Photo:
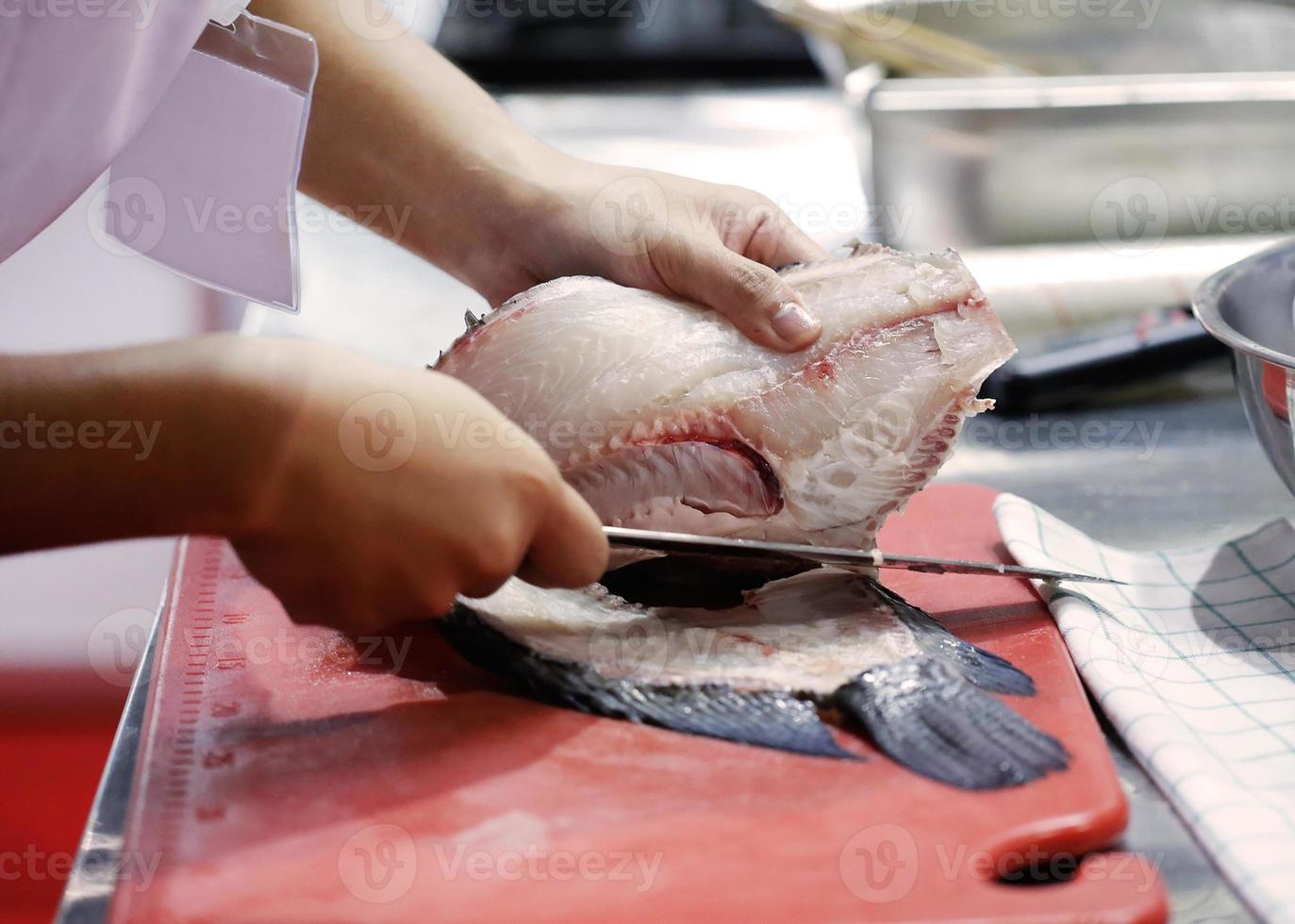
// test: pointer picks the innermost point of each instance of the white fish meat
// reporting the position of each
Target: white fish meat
(663, 416)
(760, 672)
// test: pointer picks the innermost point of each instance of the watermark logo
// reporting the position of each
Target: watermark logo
(879, 864)
(379, 20)
(378, 865)
(378, 433)
(1131, 216)
(127, 216)
(878, 20)
(117, 643)
(638, 649)
(628, 216)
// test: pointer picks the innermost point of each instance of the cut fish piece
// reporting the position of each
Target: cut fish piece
(760, 672)
(665, 417)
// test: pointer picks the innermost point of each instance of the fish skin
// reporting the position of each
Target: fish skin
(663, 416)
(772, 718)
(673, 421)
(828, 639)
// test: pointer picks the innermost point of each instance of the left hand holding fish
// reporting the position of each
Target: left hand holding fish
(416, 150)
(671, 235)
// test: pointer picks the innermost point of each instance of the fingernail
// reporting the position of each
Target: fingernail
(794, 323)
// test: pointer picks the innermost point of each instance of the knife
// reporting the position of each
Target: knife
(684, 544)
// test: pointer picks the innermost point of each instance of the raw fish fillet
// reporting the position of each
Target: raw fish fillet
(663, 416)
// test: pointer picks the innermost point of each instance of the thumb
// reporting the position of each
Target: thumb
(747, 292)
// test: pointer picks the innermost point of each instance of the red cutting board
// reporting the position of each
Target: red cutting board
(287, 774)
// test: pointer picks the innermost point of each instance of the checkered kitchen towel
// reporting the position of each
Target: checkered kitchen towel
(1194, 663)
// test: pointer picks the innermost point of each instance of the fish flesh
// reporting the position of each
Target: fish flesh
(762, 673)
(663, 416)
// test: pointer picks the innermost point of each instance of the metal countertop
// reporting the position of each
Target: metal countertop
(1158, 469)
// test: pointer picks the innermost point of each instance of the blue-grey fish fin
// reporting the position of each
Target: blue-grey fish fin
(923, 715)
(983, 668)
(767, 718)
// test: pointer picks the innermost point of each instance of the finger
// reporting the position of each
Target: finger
(747, 292)
(777, 242)
(569, 549)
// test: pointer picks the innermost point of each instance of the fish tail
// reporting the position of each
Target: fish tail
(926, 716)
(983, 668)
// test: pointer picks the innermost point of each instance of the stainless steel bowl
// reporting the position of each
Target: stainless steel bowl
(1252, 308)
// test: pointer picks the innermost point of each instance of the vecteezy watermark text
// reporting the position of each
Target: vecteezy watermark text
(34, 865)
(535, 864)
(33, 433)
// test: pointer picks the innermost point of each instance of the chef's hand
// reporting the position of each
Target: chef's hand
(395, 489)
(399, 135)
(359, 492)
(705, 242)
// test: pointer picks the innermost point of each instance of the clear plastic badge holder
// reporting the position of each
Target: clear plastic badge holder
(208, 187)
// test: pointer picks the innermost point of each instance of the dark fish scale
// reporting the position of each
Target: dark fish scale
(929, 718)
(927, 712)
(771, 718)
(983, 668)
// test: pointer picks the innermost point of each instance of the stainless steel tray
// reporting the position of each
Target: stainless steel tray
(1136, 134)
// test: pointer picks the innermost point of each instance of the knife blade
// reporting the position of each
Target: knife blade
(686, 544)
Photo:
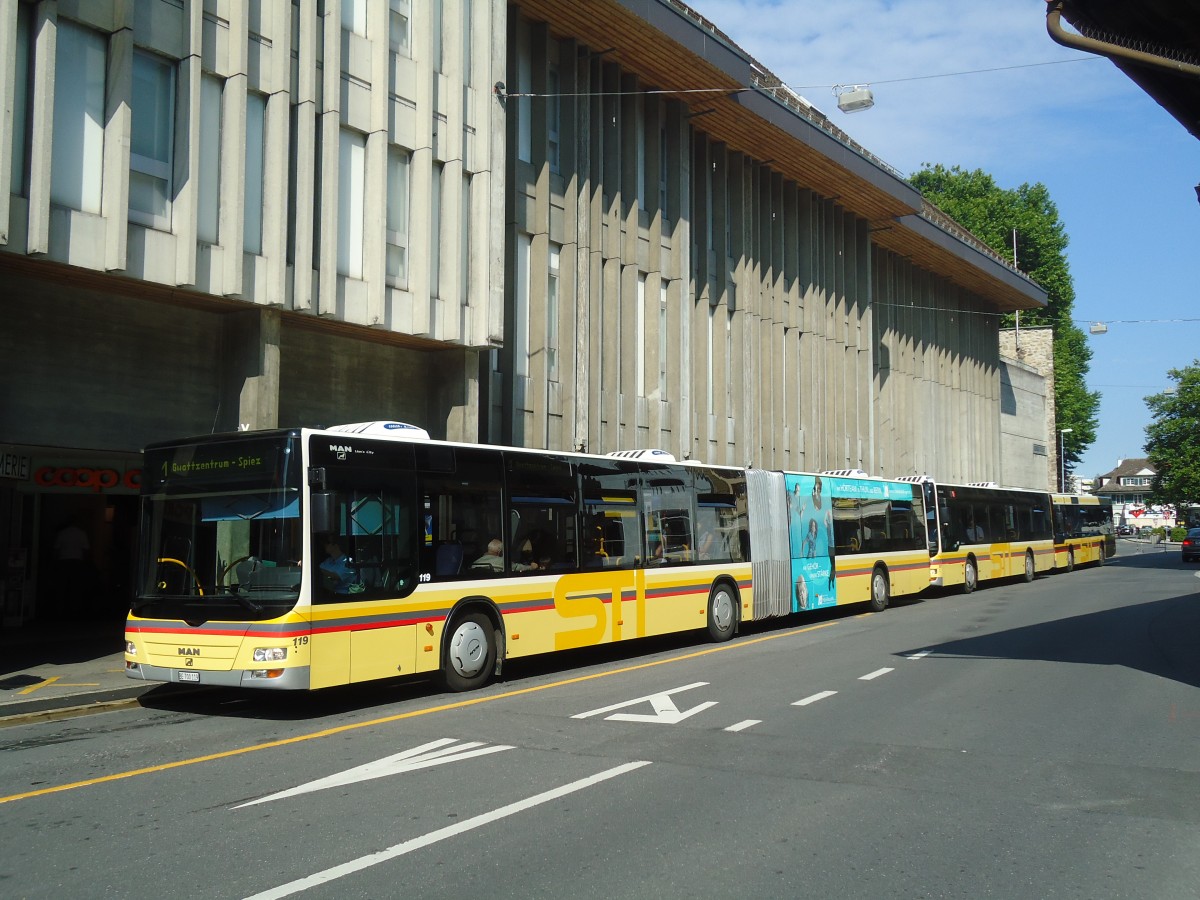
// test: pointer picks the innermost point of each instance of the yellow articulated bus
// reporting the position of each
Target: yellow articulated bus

■ Given request ■
Please copy every one of the records above exactly as they appear, leaving the pictures out.

■ Final result ■
Photo:
// test: pointer picks the innermost point of each instance of the white fish meat
// reporting the position of each
Target: white fish meat
(663, 416)
(760, 672)
// test: pointer picks the innermost point of each instance of the watermark logo
// reporting the position of each
Target: watermark logo
(879, 864)
(379, 20)
(378, 865)
(378, 433)
(1131, 216)
(127, 216)
(878, 20)
(117, 643)
(638, 649)
(628, 216)
// test: pointer picks the innermost point of each instance of the cut fish piece
// reporting the position of each
Target: cut fish piece
(760, 672)
(665, 417)
// test: pointer picks the innermost point of each instance of the fish skin
// reporting the position of each
Target: fish skin
(663, 416)
(772, 718)
(673, 421)
(828, 639)
// test: pointer picks the innermost point of each instance of the left hand holding fish
// reporting the position of each
Target: left hand holding fish
(416, 150)
(671, 235)
// test: pointer picks the innermost point of each instance of the fingernail
// reporting the position of each
Target: fingernail
(794, 323)
// test: pointer picks the innermost point of each instance of the knife
// reporting the position of each
Target: knife
(684, 544)
// test: pointer picks the innermost point of each instance of the raw fish fillet
// reporting the position of each
Target: raw fish fillet
(663, 416)
// test: pointer picks the innermost point of each instance of the thumb
// reporting the position of each
Target: thumb
(747, 292)
// test: pointer picks the innermost point of each instance of the red cutting board
// reporting the position of each
Target: red cutting board
(287, 774)
// test: pointer picks the innermost point of each instance of the checkered kitchen towel
// reporting the position of each
Target: checkered kitchen towel
(1194, 663)
// test: pointer picks the innermost point of each instance of the fish flesh
// reporting the position of each
Target: fish flesh
(762, 673)
(663, 416)
// test: pointer picks the innermost point of each instance of the metal countertop
// reporting the position of each
Target: metal countertop
(1158, 469)
// test: pointer picks the innermost point of each instance of the blue-grey fish fin
// reporting the position of each
Target: blue-grey fish fin
(923, 715)
(983, 668)
(767, 718)
// test: pointer picks the innermost point of each instance of the finger
// reporting the position of each
Target: finger
(747, 292)
(777, 242)
(569, 549)
// test: pointer picks the innermost point of each instance of the fish tail
// reporting the position of each
Target: fish tail
(926, 716)
(983, 668)
// test: pointer picks the innermost point of each instance of the stainless steel bowl
// reporting the position of each
Target: stainless steel bowl
(1252, 308)
// test: pointer picks the innermost point of each instance of the vecteezy watermark text
// reporting the position of each
Target: vecteezy watermark text
(34, 865)
(535, 864)
(33, 433)
// test: pointer picks the innermost point of each instance of the chef's hand
// reporting the position of each
Target: chef's hand
(395, 489)
(399, 135)
(359, 492)
(705, 242)
// test: pointer picks the innermost point of each instance of the clear plastic badge holder
// reporting the position of each
Target: clear plastic badge holder
(208, 187)
// test: pointer picks the innermost point of each instance of the dark fish scale
// reporting the position of each
Target: dark fish scale
(929, 718)
(927, 712)
(771, 718)
(983, 668)
// test: pointer picks the innermost point of each instance of the stainless steel tray
// reporting the position of each
Target: stainless steel tray
(1136, 134)
// test: pointer picks the innermost point of each instance of the knife blade
// reporting the position of each
Target: knife blade
(686, 544)
Photo:
// test: pointer picks the innermost point of each instance of the yellow articulated bus
// reporting the position of each
Target: yellow articulated bus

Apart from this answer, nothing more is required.